Extend the passage below about notable former Grayshott residents, starting right after its last sentence.

==== Exercise passage ====

The Grayshott Village Archive website has a page on notable former village residents with biographical and historical detail.

From 1898 to 1900 Flora Thompson, author of Lark Rise to Candleford, was assistant postmistress in Grayshott and lived in The Avenue. Among her customers were Arthur Conan Doyle, who lived at Undershaw (which became the Undershaw Hotel, now a school for pupils with special needs) next to Hindhead crossroads, and George Bernard Shaw, who lived at Blen Cathra, Boundary Road, now St Edmund's School, Hindhead.

Dame Agnes Weston (1840–1918), philanthropist and founder of the Royal Naval Sailors' Rests, lived in Crossways Road for a number of years. The Anglo-Dutch performer and silent film actress Margie Morris (1892–1983) died in Grayshott.

==== Exercise data ====

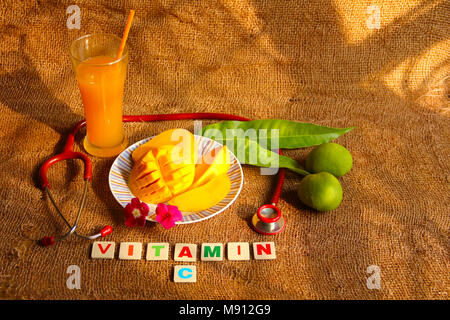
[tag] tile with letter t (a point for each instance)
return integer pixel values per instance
(185, 252)
(130, 251)
(264, 250)
(185, 274)
(158, 251)
(212, 252)
(238, 250)
(103, 250)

====

**Output for this task**
Towards Headley Down is the health farm Grayshott Spa. This building, known as Grayshott Hall, is on the site of a small farm which Alfred Tennyson and his family rented in 1867 while he had Aldworth built nearby in Haslemere.

Grayshott is the birthplace of actor Colin Firth, best known for his appearances in films such as Bridget Jones's Diary, Mamma Mia!, A Single Man and The King's Speech.

Musician Alexander O’Connor, known professionally as Rex Orange County is from Grayshott.

Former England table tennis player Alison Broe resides in Grayshott.